— Problem to solve —
From the line containing "Each instance of the engine" down to the last line of the material, return those lines verbatim and only those.

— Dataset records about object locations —
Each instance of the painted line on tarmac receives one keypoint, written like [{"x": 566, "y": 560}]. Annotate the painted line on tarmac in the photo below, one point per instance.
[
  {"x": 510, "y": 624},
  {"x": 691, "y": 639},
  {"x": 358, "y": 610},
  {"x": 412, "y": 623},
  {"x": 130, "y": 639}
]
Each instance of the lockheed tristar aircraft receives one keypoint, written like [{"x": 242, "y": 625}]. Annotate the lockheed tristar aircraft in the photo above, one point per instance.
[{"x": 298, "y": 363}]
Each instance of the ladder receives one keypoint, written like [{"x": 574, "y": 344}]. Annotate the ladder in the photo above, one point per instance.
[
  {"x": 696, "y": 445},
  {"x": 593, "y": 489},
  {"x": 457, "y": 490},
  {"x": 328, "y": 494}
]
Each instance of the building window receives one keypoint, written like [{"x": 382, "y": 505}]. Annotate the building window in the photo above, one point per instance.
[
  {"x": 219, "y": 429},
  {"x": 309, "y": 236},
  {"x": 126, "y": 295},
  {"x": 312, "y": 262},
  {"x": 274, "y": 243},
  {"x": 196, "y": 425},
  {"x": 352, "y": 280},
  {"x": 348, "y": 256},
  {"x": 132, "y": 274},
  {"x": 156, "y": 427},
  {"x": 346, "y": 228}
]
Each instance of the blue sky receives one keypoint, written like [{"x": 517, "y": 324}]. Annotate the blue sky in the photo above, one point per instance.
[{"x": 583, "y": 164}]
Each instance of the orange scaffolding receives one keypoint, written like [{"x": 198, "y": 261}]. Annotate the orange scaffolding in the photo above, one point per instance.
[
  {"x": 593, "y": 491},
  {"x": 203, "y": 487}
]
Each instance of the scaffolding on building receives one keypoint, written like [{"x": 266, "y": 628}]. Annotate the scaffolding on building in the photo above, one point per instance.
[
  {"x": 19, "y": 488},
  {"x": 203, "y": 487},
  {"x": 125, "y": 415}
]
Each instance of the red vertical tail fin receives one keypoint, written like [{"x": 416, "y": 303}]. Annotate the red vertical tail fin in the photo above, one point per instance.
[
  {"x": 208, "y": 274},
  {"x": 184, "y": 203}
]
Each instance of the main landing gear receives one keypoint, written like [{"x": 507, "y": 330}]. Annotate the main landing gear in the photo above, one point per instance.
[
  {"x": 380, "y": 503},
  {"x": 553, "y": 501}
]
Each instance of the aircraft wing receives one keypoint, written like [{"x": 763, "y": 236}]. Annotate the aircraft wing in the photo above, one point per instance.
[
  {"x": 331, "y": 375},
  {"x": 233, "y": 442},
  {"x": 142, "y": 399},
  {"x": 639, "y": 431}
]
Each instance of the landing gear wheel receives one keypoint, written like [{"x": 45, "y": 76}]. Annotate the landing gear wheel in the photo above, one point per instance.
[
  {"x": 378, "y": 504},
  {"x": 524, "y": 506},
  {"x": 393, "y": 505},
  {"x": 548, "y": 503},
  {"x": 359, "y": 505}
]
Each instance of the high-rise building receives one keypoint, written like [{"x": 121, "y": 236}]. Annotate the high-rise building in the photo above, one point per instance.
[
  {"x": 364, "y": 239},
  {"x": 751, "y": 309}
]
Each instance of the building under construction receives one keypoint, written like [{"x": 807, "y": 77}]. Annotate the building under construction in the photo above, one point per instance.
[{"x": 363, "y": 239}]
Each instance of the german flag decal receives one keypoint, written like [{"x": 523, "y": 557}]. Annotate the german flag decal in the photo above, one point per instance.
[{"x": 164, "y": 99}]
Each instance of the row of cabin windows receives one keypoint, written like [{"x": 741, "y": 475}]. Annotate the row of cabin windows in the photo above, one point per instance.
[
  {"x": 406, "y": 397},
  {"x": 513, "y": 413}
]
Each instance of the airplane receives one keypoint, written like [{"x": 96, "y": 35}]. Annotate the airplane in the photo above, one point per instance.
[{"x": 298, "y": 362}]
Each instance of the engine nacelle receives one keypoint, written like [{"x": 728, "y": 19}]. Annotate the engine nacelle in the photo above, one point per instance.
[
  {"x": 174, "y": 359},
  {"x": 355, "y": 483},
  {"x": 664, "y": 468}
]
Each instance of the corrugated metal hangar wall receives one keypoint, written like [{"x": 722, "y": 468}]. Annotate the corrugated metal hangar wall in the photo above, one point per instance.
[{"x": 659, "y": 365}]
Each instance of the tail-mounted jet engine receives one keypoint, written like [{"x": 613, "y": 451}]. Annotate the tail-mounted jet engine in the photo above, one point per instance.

— Result —
Each instance of the engine nacelle receives one keypoint, written like [{"x": 728, "y": 19}]. Annotate the engine nacelle in the photo above, one point per instance.
[
  {"x": 174, "y": 359},
  {"x": 355, "y": 483},
  {"x": 664, "y": 468}
]
Each instance of the corrugated metal hangar wall receives one keypoint, written like [{"x": 722, "y": 468}]. Annotate the corrugated metal hangar wall in the photo above, one point per instance.
[{"x": 659, "y": 365}]
Each instance of the tail-mounted jet engine receives one keypoint, written like [{"x": 613, "y": 451}]. Annotate the tail-mounted jet engine in the photo above, one point per instance.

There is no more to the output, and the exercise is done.